BEGIN Material provided
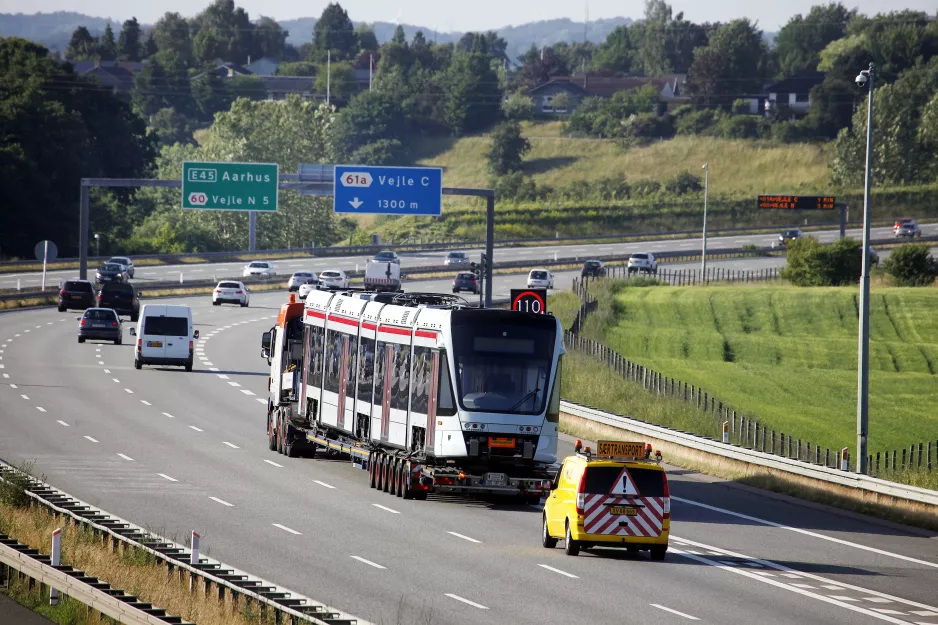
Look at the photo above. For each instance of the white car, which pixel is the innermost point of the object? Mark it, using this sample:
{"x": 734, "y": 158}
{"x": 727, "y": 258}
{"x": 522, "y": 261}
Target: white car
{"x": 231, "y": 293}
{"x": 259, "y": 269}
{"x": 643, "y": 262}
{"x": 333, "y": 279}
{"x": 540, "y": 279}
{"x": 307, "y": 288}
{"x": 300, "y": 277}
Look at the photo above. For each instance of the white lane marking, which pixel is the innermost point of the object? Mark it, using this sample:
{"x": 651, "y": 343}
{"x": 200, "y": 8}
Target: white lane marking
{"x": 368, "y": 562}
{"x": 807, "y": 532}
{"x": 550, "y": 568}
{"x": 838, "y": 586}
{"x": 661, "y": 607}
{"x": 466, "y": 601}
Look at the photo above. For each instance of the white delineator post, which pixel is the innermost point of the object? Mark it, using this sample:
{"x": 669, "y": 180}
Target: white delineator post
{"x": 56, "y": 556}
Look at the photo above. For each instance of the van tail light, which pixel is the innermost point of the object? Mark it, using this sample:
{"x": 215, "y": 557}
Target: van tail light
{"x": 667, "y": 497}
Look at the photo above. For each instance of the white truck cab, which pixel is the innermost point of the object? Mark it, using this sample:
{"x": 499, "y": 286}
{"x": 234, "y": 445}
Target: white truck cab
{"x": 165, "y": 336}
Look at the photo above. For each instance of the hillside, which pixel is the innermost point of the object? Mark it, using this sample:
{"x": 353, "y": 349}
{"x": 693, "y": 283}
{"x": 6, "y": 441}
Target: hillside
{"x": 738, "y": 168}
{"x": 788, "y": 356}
END Material provided
BEGIN Material provided
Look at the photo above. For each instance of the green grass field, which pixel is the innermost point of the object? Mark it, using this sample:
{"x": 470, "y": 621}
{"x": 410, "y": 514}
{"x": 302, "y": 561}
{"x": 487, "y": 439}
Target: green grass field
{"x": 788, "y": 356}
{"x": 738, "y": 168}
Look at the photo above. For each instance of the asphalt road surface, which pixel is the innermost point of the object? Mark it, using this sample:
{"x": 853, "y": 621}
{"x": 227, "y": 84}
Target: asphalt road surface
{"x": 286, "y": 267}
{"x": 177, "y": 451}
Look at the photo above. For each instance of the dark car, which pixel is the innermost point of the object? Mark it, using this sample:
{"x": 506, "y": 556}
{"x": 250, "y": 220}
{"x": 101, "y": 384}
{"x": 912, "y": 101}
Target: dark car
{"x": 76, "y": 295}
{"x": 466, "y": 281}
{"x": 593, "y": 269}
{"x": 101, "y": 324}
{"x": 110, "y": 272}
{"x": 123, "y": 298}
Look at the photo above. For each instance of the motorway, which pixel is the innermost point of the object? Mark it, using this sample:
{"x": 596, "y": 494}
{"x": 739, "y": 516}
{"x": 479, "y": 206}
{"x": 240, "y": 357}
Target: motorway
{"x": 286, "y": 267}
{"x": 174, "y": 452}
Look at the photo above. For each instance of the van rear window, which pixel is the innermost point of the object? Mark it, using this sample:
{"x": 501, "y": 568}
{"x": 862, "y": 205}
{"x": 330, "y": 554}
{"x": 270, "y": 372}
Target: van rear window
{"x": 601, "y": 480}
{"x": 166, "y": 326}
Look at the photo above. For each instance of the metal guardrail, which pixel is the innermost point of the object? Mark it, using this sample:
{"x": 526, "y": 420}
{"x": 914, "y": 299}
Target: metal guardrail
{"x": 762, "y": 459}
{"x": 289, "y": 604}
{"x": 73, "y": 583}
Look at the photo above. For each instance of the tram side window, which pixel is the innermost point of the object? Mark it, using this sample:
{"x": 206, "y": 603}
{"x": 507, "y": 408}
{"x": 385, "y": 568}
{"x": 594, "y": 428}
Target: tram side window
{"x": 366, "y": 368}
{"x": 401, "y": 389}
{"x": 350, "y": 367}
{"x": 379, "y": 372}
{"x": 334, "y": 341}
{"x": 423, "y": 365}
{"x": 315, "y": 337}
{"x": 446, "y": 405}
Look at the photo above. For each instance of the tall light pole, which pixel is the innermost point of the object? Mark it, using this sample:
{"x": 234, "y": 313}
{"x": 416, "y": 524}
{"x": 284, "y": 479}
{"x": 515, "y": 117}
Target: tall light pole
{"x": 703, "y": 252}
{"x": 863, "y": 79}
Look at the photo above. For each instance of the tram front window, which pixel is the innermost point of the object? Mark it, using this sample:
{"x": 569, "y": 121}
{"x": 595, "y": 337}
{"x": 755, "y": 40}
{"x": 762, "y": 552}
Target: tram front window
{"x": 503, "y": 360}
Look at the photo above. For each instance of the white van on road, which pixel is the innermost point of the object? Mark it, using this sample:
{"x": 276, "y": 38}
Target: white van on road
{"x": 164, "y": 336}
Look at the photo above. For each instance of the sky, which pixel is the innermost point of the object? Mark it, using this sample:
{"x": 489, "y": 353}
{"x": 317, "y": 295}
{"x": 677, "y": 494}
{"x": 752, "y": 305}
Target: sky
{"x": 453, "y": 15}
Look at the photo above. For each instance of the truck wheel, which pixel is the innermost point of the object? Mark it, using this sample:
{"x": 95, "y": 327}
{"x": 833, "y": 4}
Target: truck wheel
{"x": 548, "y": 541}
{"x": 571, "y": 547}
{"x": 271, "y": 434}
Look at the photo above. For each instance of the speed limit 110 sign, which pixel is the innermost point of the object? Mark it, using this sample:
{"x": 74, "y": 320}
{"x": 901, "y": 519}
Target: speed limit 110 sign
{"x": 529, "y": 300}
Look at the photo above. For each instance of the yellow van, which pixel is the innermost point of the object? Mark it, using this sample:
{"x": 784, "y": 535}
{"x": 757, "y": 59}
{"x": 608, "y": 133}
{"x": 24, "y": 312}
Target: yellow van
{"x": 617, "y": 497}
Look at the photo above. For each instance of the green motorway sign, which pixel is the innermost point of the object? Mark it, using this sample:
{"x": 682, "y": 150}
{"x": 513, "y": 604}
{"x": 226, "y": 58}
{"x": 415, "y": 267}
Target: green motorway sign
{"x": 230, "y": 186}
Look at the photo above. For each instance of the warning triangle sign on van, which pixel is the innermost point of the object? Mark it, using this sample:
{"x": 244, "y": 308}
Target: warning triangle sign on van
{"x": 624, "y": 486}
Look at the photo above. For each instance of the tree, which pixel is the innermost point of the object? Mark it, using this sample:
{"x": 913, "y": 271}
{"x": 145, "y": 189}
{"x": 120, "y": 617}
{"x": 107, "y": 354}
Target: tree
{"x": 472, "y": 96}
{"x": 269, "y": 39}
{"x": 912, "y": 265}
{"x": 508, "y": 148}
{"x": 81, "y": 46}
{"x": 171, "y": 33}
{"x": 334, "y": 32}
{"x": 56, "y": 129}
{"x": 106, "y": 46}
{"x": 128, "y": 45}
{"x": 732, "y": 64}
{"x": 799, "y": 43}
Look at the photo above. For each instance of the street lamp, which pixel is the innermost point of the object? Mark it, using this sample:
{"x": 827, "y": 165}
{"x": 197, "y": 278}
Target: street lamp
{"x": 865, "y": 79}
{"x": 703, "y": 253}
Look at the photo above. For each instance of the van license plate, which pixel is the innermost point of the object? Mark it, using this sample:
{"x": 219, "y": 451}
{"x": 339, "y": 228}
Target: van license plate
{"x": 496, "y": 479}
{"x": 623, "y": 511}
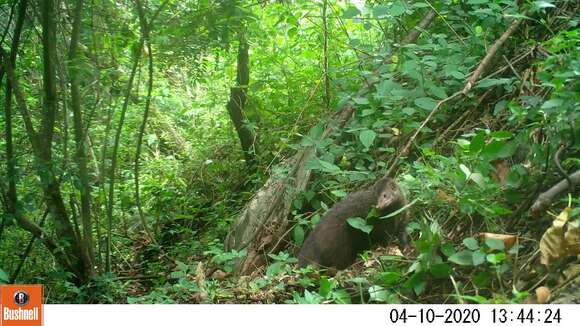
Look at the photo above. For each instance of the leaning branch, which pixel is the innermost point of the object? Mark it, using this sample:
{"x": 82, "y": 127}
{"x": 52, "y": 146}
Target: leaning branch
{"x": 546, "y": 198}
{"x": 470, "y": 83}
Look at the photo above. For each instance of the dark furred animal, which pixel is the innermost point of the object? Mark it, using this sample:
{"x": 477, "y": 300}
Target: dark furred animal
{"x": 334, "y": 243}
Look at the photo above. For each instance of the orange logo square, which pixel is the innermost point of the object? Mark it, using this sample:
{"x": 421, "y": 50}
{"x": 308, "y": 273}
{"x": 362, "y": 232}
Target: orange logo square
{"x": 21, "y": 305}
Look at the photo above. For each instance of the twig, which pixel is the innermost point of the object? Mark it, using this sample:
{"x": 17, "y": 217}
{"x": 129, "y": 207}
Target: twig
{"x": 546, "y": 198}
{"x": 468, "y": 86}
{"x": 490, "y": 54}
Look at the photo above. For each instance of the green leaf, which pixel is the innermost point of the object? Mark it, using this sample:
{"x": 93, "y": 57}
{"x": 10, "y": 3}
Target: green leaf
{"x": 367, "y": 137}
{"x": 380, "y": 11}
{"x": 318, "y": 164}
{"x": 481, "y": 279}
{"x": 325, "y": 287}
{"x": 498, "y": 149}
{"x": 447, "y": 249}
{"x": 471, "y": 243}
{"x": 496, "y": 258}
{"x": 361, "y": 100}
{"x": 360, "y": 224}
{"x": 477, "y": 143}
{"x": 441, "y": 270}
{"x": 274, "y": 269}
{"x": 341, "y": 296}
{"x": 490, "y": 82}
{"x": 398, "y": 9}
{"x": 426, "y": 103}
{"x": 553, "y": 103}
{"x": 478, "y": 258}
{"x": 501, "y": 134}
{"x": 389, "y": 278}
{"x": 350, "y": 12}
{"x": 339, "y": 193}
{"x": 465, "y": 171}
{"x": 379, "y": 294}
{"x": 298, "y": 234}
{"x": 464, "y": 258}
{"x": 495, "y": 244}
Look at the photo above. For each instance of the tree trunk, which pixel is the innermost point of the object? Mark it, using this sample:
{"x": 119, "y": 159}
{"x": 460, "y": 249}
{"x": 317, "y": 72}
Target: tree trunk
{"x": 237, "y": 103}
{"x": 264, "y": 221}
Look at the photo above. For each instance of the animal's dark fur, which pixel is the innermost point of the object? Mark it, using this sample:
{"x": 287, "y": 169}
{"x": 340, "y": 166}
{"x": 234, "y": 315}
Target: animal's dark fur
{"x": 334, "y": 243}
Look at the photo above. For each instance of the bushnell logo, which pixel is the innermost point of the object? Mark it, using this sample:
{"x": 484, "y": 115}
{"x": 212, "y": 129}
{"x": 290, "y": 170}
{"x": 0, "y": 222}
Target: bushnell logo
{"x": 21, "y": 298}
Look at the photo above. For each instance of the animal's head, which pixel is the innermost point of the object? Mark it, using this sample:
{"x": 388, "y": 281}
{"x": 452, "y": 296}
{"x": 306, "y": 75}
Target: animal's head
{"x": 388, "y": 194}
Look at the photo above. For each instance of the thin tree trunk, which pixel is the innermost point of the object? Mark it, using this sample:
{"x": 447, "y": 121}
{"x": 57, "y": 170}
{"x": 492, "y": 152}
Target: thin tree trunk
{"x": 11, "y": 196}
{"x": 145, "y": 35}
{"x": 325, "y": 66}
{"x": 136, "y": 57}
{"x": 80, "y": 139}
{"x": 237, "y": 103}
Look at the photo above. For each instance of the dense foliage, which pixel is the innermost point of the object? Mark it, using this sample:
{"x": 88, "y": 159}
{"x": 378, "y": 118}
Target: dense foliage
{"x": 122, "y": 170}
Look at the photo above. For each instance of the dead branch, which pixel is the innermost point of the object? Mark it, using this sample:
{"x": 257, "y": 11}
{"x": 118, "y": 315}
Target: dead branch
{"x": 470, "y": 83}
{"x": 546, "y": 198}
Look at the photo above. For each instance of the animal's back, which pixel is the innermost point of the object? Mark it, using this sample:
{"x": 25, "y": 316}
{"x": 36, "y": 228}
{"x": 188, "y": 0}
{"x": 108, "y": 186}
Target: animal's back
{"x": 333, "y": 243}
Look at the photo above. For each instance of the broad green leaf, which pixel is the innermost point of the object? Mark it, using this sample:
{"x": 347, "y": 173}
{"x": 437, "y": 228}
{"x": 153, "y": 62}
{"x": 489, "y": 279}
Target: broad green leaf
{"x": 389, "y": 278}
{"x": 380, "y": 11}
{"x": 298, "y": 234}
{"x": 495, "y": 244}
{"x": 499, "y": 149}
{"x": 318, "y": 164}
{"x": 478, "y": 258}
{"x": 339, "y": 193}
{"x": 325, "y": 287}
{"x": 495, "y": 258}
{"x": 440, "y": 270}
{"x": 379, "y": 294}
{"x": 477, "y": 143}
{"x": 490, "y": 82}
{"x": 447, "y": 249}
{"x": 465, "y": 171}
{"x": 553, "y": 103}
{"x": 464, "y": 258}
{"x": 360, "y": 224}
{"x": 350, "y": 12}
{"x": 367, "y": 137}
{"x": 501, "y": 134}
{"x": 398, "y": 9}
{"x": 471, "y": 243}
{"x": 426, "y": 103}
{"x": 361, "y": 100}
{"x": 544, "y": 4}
END Material provided
### Task details
Copy out every line of the records above that contains the word "leaf".

### Exercise solution
Look at the photo above. For each instance of the green leaf, which pixel is the innermost point of the object? Mark it, using this sample:
Target: green leaf
Look at the photo above. For each instance of the broad green leaf, which pixel is the innermost point of the object? Mark it, using this sample:
Target: broad green leaf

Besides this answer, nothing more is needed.